Problem → Locate the word "door" in the data below, then copy every line that holds it.

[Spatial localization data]

+++

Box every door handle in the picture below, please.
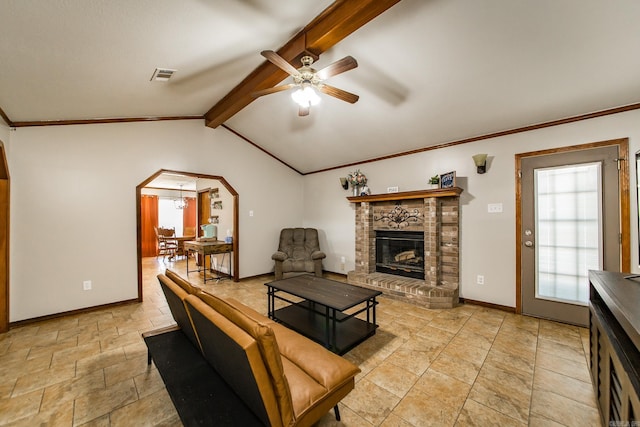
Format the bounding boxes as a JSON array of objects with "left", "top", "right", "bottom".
[{"left": 524, "top": 240, "right": 534, "bottom": 247}]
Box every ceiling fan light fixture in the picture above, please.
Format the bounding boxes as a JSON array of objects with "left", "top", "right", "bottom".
[
  {"left": 255, "top": 50, "right": 358, "bottom": 115},
  {"left": 291, "top": 84, "right": 321, "bottom": 107}
]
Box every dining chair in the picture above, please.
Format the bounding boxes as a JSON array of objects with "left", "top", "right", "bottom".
[{"left": 156, "top": 226, "right": 179, "bottom": 261}]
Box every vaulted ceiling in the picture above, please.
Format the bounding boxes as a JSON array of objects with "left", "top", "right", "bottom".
[{"left": 2, "top": 0, "right": 640, "bottom": 174}]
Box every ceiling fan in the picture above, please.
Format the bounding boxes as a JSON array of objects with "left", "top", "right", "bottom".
[{"left": 252, "top": 50, "right": 359, "bottom": 116}]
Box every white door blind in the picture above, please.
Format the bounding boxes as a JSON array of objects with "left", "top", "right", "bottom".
[{"left": 534, "top": 163, "right": 602, "bottom": 305}]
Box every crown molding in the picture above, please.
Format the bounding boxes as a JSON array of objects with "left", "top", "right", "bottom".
[{"left": 10, "top": 115, "right": 203, "bottom": 128}]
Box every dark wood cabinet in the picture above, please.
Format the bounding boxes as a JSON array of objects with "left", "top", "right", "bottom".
[{"left": 589, "top": 270, "right": 640, "bottom": 425}]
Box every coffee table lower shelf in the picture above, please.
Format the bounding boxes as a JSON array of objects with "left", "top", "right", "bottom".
[{"left": 272, "top": 301, "right": 377, "bottom": 355}]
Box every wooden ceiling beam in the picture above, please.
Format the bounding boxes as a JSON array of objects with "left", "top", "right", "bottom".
[
  {"left": 204, "top": 35, "right": 310, "bottom": 128},
  {"left": 204, "top": 0, "right": 401, "bottom": 128},
  {"left": 304, "top": 0, "right": 401, "bottom": 55}
]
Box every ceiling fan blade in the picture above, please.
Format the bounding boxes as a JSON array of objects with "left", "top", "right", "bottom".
[
  {"left": 316, "top": 56, "right": 358, "bottom": 80},
  {"left": 298, "top": 105, "right": 310, "bottom": 116},
  {"left": 251, "top": 83, "right": 296, "bottom": 98},
  {"left": 318, "top": 84, "right": 359, "bottom": 104},
  {"left": 261, "top": 50, "right": 300, "bottom": 77}
]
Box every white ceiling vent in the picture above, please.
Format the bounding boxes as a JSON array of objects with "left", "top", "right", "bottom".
[{"left": 150, "top": 68, "right": 177, "bottom": 82}]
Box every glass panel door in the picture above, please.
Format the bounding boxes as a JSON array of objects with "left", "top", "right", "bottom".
[
  {"left": 520, "top": 143, "right": 621, "bottom": 326},
  {"left": 534, "top": 163, "right": 602, "bottom": 306}
]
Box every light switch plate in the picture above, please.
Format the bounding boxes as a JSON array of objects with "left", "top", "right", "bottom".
[{"left": 488, "top": 203, "right": 503, "bottom": 213}]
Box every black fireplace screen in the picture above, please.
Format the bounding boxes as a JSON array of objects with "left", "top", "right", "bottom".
[{"left": 375, "top": 230, "right": 424, "bottom": 279}]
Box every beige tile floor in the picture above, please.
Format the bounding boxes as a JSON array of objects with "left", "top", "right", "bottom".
[{"left": 0, "top": 257, "right": 602, "bottom": 426}]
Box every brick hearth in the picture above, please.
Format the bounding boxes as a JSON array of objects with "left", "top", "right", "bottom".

+++

Answer to the problem →
Box every door handle in the picture below, please.
Box every white door blind in the picture above, please.
Box every glass panel door in the picture above, please.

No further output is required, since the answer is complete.